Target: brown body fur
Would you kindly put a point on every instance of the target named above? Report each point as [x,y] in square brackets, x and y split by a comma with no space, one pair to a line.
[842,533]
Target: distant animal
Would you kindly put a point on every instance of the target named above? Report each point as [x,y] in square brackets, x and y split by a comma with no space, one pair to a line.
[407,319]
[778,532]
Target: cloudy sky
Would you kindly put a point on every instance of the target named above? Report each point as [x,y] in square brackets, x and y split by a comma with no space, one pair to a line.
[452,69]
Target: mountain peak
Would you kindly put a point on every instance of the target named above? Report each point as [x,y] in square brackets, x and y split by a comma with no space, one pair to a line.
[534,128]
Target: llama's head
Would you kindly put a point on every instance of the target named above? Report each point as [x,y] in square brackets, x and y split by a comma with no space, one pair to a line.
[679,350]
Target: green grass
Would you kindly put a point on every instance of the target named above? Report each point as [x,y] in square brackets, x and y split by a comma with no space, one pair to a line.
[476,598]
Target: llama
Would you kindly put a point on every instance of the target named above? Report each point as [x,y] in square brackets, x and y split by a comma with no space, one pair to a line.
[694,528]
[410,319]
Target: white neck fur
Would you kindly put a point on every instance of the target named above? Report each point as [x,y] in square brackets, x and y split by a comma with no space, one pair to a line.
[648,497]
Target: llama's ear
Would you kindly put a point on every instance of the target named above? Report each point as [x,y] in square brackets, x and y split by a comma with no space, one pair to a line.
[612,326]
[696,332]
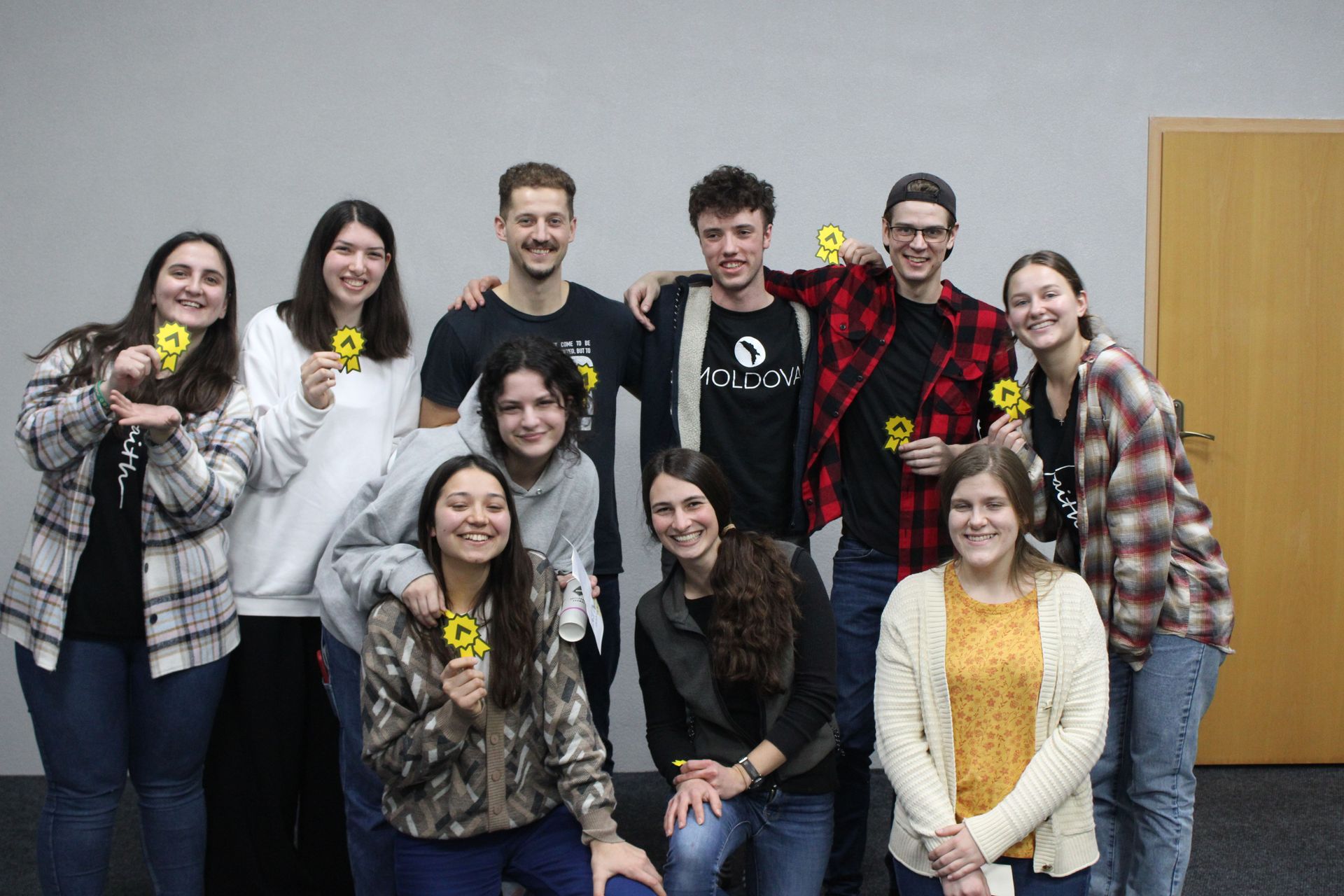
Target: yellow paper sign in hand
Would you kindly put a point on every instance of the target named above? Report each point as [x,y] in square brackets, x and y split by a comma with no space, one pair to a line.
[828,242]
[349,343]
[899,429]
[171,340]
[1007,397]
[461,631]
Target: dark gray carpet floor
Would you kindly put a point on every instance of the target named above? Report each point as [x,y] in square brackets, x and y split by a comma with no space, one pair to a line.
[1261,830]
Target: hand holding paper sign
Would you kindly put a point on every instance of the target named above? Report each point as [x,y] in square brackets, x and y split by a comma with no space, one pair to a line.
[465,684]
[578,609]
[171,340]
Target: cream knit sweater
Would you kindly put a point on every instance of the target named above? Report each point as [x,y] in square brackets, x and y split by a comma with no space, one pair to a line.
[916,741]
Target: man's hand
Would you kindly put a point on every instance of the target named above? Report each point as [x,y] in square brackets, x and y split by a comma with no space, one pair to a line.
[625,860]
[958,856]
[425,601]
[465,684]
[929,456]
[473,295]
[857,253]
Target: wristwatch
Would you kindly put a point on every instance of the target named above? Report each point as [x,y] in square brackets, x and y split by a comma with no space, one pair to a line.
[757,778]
--
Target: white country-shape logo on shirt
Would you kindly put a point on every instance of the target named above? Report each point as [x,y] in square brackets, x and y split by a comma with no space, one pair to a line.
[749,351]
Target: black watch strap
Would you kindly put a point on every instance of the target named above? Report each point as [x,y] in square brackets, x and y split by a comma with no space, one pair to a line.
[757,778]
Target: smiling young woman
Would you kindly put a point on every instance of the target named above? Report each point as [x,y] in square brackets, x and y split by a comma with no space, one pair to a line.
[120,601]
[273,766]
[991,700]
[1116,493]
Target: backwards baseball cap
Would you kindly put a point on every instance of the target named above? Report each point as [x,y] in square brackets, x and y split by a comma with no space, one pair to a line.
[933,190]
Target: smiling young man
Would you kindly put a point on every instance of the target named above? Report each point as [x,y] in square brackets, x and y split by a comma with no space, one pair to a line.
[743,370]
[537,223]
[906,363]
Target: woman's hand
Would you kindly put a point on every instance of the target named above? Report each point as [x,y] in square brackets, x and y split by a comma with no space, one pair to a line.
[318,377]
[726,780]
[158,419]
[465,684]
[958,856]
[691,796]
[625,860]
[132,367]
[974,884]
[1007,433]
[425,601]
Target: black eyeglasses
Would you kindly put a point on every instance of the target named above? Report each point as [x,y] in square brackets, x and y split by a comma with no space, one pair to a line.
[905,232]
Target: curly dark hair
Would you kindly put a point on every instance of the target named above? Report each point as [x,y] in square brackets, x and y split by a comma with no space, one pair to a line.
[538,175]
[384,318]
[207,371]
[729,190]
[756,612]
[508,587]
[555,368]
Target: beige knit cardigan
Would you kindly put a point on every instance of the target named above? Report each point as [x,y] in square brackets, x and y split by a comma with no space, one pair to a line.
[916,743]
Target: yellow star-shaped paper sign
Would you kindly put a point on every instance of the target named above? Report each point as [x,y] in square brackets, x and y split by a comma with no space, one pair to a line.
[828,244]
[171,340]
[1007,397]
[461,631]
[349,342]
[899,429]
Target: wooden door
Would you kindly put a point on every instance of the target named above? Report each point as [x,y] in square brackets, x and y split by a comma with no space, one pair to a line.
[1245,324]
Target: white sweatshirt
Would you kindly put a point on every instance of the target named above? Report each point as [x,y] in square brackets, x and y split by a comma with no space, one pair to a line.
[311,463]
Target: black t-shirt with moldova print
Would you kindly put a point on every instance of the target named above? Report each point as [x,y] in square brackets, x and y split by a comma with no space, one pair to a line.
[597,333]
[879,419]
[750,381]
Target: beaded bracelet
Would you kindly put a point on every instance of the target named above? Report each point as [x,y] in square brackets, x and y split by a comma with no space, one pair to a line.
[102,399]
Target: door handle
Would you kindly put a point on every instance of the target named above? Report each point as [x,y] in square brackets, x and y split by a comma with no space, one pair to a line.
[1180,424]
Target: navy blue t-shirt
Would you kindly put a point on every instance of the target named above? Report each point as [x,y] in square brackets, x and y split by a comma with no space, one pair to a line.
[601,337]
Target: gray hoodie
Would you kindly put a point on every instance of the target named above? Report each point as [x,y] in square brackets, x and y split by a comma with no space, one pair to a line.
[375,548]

* _Task goal_
Pull out every line in the records that contains the string "black", treating uppercase and lowercase as distinct, and copy those lines in the order they occur.

* _Result_
Target: black watch strap
Target: black eyeglasses
Target: black t-shirt with moldova print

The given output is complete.